------ RECORDS TO USE

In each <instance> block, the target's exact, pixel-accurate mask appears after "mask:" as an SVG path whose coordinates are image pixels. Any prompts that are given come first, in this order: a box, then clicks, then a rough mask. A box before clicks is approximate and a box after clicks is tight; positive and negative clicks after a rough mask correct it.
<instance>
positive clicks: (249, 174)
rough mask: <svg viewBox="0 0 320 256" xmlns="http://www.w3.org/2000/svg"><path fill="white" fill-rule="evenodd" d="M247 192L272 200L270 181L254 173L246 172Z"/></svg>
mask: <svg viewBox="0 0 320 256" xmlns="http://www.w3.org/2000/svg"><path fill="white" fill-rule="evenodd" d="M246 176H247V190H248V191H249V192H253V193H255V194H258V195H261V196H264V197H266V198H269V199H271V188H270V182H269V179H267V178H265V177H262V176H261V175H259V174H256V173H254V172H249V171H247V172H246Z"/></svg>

------------
------ RECORDS TO USE

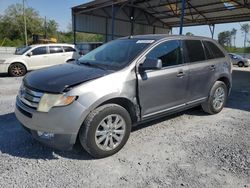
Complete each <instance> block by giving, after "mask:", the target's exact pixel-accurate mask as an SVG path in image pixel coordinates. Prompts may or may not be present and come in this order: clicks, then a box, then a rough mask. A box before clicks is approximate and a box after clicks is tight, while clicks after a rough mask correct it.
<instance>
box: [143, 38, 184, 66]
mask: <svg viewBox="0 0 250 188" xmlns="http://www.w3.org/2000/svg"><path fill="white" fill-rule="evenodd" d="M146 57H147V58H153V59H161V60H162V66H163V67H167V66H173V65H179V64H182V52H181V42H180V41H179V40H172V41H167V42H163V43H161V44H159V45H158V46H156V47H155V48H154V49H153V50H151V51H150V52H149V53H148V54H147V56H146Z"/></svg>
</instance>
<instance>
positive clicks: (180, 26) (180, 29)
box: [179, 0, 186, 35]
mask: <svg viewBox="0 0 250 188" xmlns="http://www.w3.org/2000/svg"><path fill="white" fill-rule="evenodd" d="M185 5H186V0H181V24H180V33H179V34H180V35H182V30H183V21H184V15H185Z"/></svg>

------------

→ **WORK INSTRUCTIONS**: Copy out word for word the stretch of the data from the line containing "In each <instance>" through the line containing "rough mask: <svg", both lines included.

→ **RESPONSE AREA**:
In each <instance> block, the target's exact, pixel-accurate mask appears after "mask:" as an SVG path whose coordinates are image pixels. Any prompts that are given come first, in this order: a box, then clicks, then a rough mask. A box before clicks is approximate and a box after clicks is tight; positive and negative clicks after a rough mask correct it.
<instance>
positive clicks: (249, 174)
rough mask: <svg viewBox="0 0 320 256" xmlns="http://www.w3.org/2000/svg"><path fill="white" fill-rule="evenodd" d="M247 192L272 200L270 181L254 173L246 172Z"/></svg>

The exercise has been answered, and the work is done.